- Task goal:
In the text on graduate earnings in New Zealand, translate this sentence into Spanish: "Young graduates with bachelors degrees in medicine, dental studies and pharmacy earn the most after studying."
*** Opening Text block ***
A Ministry of Education report, Moving on up – What young people earn after their tertiary education, compares what graduates earn after studying different subjects and at different levels in New Zealand.
Unsurprisingly the report shows earnings increase with the level of qualification completed. Five years after finishing study, the median earnings of young people who complete a bachelors degree is 53 percent above the national median earnings and 46 percent above the median for young people who gain a certificate at levels 1-3.
It also shows employment rates increase with level of qualification gained but earnings vary considerably by field of study. Young graduates with bachelors degrees in medicine, dental studies and pharmacy earn the most after studying.
The Dominion Post noted that the report coincides with the launch of a tool on the careers.govt.nz website today that uses up-to-date tertiary qualifications data and information from Inland Revenue to give potential students a frank outlook of different careers.
Tertiary education, skills and employment minister Steven Joyce told the Dominion Post the new report and website offered important, real information about New Zealand’s industries.
*** Closing Text block ***
*** Opening Data section ***
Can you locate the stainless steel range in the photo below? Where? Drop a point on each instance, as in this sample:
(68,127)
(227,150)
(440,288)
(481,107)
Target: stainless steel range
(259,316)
*** Closing Data section ***
*** Opening Data section ***
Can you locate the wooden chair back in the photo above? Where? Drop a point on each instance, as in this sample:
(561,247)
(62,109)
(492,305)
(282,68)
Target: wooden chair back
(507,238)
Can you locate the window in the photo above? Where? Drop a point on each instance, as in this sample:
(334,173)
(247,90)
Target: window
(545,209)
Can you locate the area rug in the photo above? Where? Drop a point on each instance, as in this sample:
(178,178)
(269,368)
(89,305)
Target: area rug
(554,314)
*** Closing Data section ***
*** Opening Data section ***
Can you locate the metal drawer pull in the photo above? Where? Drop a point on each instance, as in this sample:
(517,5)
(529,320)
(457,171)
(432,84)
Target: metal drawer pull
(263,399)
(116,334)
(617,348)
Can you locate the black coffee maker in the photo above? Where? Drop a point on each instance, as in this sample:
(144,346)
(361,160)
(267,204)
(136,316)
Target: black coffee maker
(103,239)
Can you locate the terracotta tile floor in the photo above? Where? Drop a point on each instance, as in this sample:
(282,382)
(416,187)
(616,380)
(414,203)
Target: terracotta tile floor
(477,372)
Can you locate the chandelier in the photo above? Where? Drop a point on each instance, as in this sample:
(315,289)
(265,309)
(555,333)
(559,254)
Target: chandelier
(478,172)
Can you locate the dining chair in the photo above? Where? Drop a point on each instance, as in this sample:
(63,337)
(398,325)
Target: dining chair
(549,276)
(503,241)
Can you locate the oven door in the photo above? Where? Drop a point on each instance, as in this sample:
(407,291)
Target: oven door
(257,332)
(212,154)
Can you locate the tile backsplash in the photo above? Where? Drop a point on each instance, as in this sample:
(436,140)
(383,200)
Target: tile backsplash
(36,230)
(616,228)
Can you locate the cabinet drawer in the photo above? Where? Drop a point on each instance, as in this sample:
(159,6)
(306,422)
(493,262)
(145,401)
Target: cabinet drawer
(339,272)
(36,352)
*** Closing Data section ***
- Result for this exercise:
Los jóvenes graduados con títulos de licenciatura en medicina, odontología y farmacia son los que más ganan después de estudiar.